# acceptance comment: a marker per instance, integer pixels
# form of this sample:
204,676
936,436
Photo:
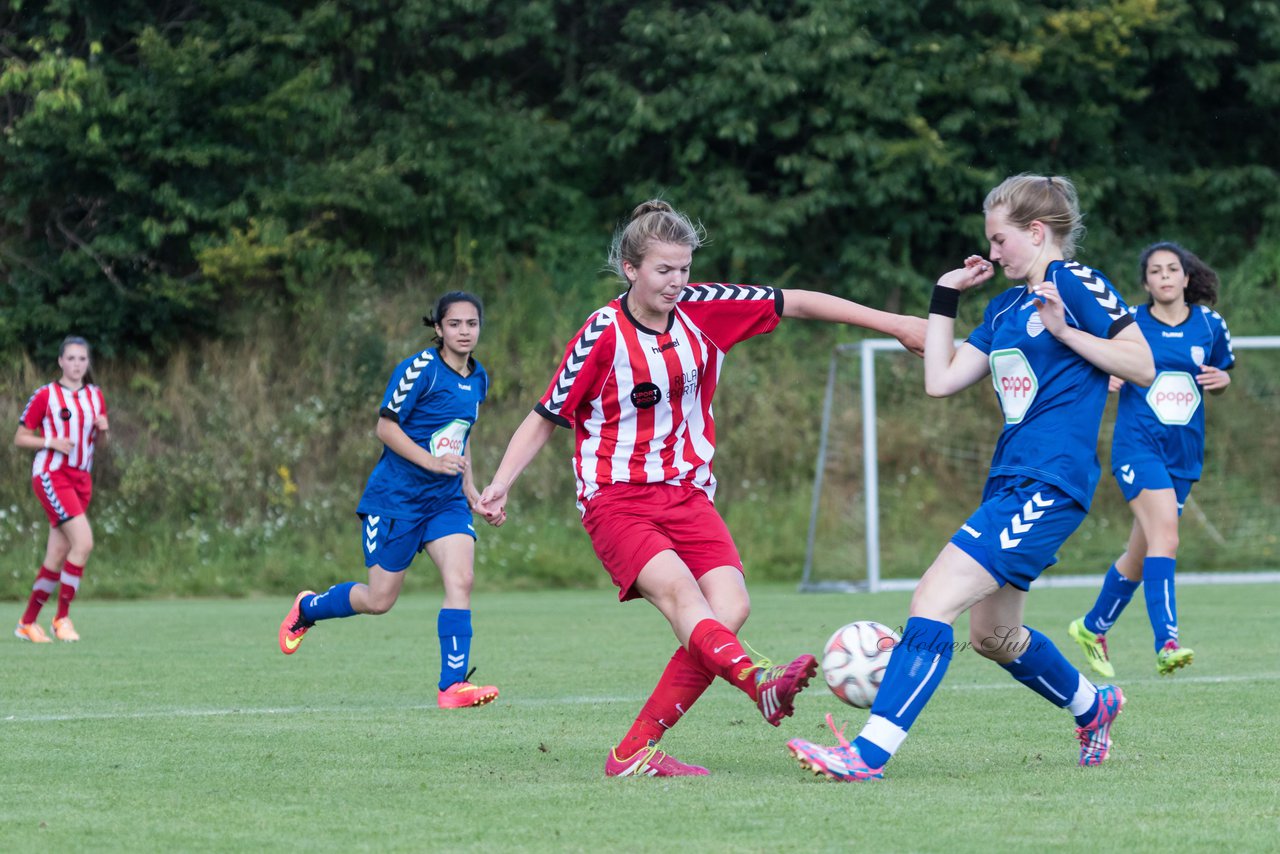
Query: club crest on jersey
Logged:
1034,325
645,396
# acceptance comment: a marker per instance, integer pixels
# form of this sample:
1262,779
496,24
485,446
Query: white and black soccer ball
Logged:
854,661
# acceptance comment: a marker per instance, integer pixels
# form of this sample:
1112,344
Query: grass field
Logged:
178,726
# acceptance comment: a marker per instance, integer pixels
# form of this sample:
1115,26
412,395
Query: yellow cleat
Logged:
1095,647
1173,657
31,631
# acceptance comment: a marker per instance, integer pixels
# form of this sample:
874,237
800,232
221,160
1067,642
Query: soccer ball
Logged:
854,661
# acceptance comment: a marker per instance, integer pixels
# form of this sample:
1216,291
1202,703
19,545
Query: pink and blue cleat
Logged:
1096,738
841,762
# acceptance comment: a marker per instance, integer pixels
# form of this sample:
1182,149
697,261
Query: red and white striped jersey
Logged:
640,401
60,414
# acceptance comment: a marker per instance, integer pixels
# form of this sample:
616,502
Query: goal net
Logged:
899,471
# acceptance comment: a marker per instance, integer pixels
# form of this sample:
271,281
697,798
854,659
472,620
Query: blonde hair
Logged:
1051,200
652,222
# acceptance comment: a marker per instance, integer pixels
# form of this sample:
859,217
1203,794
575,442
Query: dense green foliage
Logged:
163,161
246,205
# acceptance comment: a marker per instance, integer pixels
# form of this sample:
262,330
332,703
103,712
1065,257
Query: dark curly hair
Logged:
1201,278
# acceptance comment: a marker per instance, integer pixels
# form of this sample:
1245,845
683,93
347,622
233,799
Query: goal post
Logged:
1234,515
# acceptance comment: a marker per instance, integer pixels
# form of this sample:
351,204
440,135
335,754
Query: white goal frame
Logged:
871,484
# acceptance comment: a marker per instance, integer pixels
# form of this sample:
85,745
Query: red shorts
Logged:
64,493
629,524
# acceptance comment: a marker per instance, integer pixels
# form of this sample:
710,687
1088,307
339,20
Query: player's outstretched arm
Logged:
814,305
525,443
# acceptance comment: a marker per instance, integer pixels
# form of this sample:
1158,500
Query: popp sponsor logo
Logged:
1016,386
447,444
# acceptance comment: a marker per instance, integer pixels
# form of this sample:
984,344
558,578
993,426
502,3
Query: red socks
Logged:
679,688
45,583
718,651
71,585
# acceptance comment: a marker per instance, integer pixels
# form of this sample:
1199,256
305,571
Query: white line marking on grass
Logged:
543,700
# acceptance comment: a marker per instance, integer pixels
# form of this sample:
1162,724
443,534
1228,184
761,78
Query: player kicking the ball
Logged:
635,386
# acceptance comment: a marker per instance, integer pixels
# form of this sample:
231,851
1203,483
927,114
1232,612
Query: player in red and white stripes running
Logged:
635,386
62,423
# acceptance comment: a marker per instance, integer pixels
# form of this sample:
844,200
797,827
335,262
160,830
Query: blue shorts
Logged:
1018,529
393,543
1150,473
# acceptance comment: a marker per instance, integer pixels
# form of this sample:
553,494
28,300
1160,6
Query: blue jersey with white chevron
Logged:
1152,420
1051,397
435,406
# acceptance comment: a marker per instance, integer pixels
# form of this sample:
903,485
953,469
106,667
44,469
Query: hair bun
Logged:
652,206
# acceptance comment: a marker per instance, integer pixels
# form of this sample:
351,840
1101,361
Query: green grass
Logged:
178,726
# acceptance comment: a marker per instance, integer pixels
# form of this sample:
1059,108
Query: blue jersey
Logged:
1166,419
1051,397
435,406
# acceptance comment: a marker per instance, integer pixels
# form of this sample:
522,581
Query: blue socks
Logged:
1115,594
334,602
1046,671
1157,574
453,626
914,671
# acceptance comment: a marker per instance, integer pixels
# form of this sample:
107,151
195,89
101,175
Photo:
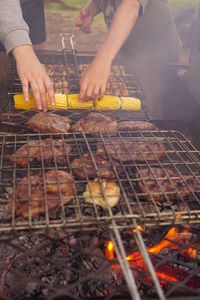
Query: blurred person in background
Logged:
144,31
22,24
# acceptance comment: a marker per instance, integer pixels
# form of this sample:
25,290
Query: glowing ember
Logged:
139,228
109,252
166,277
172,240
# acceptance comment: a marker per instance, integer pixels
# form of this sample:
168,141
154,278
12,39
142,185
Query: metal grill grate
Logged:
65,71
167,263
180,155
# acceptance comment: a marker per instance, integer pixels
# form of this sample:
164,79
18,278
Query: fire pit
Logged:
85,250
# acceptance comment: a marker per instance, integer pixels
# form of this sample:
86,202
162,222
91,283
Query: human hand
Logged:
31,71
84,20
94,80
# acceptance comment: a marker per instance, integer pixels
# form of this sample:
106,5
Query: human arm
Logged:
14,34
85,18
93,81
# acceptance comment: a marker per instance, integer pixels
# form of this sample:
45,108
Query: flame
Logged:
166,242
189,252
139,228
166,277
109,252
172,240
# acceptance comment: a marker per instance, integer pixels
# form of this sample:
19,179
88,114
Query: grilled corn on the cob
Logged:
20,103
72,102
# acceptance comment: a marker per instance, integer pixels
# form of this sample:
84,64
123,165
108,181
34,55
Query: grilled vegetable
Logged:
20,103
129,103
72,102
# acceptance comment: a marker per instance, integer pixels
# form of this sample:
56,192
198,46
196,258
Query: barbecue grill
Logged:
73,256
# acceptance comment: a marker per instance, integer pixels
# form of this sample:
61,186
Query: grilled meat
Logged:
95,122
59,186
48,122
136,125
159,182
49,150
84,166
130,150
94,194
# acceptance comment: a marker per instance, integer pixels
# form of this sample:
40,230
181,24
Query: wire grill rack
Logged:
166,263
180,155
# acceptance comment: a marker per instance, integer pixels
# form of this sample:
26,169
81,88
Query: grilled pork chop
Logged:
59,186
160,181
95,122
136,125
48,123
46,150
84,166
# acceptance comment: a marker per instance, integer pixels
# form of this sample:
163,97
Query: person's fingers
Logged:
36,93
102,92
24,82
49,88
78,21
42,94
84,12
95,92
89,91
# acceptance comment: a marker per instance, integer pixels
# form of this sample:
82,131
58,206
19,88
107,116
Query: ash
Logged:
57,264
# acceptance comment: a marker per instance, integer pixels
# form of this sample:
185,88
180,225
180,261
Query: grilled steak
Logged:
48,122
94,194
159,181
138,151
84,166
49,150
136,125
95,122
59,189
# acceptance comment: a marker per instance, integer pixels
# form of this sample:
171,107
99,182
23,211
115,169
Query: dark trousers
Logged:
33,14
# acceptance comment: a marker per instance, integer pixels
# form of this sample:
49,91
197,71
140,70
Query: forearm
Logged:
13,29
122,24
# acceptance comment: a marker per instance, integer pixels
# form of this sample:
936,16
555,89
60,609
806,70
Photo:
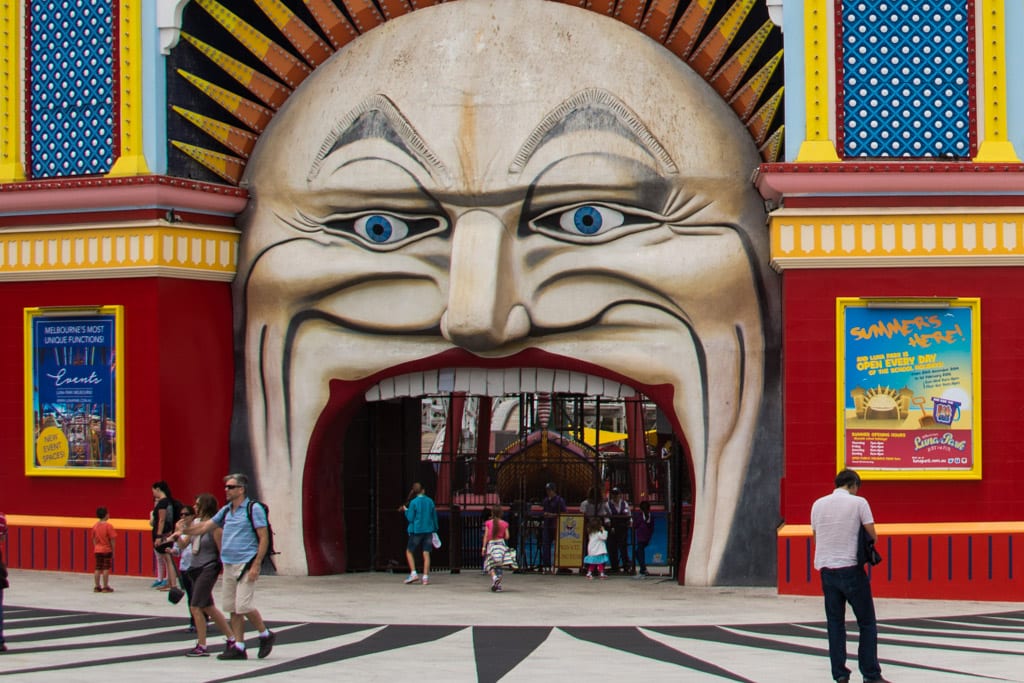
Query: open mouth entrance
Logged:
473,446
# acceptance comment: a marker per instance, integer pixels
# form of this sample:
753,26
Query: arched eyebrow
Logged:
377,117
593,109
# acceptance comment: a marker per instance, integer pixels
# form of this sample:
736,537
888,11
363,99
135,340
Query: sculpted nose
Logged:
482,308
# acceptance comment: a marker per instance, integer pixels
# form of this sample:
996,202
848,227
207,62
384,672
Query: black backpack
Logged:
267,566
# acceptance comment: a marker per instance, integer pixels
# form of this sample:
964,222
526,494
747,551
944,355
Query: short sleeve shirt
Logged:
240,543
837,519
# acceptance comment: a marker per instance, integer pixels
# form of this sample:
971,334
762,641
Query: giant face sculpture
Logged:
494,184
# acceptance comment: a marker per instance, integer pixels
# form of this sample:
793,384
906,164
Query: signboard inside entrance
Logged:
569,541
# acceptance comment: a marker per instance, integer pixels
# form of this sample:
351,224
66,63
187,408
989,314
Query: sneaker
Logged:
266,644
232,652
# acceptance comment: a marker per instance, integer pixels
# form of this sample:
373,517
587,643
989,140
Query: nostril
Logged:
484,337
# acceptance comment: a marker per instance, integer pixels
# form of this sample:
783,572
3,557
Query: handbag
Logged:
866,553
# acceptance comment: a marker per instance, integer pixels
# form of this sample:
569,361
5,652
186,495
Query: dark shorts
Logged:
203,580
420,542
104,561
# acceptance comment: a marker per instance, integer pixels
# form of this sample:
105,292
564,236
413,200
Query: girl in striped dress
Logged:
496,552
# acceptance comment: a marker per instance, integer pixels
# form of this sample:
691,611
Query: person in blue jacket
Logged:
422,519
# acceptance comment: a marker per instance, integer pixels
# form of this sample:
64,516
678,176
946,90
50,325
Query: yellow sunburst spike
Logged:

§ **Problem**
State how many lines of the records above contain the word "dark", giving only the number.

§ **Expected answer**
3